Copy the entries starting at the line that contains "If you could outline every instance of the distant" and ending after the line that contains "M 150 206 L", swapping "backpack" for "rucksack" and leaving everything else unchanged.

----

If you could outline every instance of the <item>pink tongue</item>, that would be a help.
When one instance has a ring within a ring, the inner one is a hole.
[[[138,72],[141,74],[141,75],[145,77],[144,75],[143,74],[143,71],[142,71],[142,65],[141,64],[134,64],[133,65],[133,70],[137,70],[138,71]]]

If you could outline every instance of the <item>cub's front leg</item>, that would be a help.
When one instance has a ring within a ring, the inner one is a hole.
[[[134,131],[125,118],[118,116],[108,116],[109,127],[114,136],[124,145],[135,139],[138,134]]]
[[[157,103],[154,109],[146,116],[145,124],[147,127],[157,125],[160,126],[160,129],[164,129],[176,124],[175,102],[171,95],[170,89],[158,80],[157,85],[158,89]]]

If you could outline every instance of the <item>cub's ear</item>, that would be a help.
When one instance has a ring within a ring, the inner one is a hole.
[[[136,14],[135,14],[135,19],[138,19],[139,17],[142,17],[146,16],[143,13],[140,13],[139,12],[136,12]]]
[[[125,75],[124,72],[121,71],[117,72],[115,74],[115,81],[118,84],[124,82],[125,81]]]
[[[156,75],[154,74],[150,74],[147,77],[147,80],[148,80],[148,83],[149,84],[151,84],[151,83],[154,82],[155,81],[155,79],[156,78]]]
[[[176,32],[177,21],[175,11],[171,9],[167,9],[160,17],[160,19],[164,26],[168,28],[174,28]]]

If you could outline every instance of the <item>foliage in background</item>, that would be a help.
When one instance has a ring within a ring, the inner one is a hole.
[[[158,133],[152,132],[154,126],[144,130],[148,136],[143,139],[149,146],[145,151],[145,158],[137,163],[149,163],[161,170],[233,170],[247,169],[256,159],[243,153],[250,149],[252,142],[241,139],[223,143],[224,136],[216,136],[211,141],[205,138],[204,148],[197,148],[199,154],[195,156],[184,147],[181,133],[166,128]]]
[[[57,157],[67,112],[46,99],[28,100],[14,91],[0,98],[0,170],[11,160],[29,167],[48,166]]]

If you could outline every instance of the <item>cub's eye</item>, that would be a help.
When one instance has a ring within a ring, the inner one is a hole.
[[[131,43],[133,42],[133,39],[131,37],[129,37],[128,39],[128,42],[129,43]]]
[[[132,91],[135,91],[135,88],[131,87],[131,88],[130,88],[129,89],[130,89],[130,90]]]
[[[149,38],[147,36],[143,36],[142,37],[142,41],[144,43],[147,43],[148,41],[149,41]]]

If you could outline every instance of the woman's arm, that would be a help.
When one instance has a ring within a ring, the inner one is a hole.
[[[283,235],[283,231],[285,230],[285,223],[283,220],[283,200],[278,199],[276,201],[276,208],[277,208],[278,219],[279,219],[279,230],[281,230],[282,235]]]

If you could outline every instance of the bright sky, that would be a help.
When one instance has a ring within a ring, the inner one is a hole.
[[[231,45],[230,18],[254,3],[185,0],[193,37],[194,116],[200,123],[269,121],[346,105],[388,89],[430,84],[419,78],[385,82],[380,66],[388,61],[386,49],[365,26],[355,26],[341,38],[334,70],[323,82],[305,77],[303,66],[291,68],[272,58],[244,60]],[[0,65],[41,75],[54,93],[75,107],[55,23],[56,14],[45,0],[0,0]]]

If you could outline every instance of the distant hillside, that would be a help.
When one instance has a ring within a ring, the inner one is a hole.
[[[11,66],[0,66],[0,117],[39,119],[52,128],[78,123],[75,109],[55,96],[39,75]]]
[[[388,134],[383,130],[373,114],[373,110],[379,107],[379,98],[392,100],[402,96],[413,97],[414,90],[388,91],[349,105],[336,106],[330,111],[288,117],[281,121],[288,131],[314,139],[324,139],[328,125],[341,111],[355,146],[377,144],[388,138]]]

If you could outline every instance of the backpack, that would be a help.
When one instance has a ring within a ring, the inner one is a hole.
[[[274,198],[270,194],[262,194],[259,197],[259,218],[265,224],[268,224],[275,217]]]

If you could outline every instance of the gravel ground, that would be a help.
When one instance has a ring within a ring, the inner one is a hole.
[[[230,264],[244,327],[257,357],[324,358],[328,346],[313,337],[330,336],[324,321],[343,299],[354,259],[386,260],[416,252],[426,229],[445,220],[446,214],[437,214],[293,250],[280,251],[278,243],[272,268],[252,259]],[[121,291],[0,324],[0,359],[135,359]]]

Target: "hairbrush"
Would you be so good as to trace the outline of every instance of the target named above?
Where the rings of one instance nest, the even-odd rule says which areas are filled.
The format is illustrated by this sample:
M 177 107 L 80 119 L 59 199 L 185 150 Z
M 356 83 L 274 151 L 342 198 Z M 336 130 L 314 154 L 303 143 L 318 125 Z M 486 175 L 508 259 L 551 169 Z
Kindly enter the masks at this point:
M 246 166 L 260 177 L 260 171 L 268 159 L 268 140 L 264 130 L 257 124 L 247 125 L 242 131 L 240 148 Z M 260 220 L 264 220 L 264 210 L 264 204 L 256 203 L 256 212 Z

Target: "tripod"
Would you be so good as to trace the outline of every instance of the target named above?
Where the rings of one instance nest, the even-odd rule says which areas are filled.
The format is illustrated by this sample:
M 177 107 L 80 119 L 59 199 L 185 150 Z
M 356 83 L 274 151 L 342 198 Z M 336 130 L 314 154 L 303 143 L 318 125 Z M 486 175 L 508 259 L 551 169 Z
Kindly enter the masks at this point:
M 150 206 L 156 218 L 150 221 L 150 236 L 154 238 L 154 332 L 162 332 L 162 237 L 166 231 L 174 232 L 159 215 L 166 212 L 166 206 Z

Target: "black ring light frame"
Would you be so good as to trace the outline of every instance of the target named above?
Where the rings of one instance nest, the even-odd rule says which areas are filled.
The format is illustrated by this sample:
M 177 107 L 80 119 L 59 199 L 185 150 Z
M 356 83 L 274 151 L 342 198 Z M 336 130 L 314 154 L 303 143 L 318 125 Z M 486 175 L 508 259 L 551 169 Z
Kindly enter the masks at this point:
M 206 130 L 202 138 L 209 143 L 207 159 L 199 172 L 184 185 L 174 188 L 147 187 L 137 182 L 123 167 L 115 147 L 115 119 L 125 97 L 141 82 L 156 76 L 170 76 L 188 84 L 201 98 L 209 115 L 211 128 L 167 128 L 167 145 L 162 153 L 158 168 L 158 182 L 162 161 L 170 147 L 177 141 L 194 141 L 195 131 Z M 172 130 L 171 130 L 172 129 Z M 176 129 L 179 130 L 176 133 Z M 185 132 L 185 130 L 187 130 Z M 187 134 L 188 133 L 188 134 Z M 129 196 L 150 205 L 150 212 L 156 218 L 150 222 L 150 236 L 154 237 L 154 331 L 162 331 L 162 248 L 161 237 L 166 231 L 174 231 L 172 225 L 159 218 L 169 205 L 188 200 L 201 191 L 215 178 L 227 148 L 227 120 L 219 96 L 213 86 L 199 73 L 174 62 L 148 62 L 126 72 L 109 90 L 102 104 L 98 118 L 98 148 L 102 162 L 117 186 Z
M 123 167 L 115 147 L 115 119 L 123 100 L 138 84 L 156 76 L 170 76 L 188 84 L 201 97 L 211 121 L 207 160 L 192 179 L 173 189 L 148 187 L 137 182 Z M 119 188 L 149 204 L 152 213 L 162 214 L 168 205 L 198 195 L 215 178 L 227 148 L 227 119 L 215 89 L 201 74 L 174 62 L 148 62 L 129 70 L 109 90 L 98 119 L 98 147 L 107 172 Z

----

- [Exercise result]
If you could outline every instance of the distant hillside, that would be a help.
When one instance has a ring within a ring, the inner one is a hole.
[[[11,66],[0,66],[0,117],[39,119],[52,128],[78,123],[75,109],[55,96],[39,75]]]
[[[388,134],[383,130],[373,114],[373,110],[379,107],[379,98],[392,100],[402,96],[413,97],[414,90],[388,91],[349,105],[336,106],[330,111],[288,117],[281,121],[288,131],[314,139],[324,139],[328,125],[341,111],[355,146],[377,144],[388,138]]]

If you could outline every instance of the rucksack, that would be a help.
When one instance has a ring within a ring, the inner one is a hole.
[[[274,198],[270,194],[262,194],[259,197],[259,218],[265,224],[268,224],[275,217]]]

If you could outline every instance of the gravel ground, that would be a help.
When one instance has a ring within a ring, the inner one is a hole.
[[[230,264],[244,327],[257,357],[324,358],[328,346],[313,337],[330,336],[324,321],[343,299],[354,259],[386,260],[416,252],[426,229],[445,220],[446,214],[437,214],[293,250],[280,251],[278,243],[272,268],[252,259]],[[121,291],[0,324],[0,359],[135,359]]]

Target: "hairbrush"
Would you be so good as to trace the outline of every instance of the target named above?
Where the rings of one instance nest, the even-odd rule says which areas are filled.
The format is illustrated by this sample:
M 177 107 L 80 119 L 59 199 L 185 150 Z
M 356 83 L 274 151 L 342 198 Z M 336 130 L 314 154 L 303 143 L 318 125 Z M 486 175 L 508 259 L 551 169 Z
Kindly enter the masks at this point:
M 246 166 L 260 177 L 260 171 L 268 159 L 268 140 L 264 130 L 257 124 L 247 125 L 242 131 L 240 148 Z M 260 220 L 264 220 L 264 210 L 264 204 L 256 203 L 256 212 Z

Target: "tripod"
Would you be so good as to trace the outline of every instance of the target named above?
Where the rings of one instance nest, the even-odd rule says which areas are filled.
The format is illustrated by this sample:
M 177 107 L 80 119 L 59 199 L 185 150 Z
M 356 83 L 274 151 L 342 198 Z M 336 130 L 314 154 L 303 143 L 318 125 Z M 486 175 L 508 259 L 551 169 Z
Kindly enter the masks at this point:
M 150 206 L 156 218 L 150 221 L 150 236 L 154 238 L 154 332 L 162 332 L 162 237 L 166 231 L 174 232 L 159 215 L 166 212 L 166 206 Z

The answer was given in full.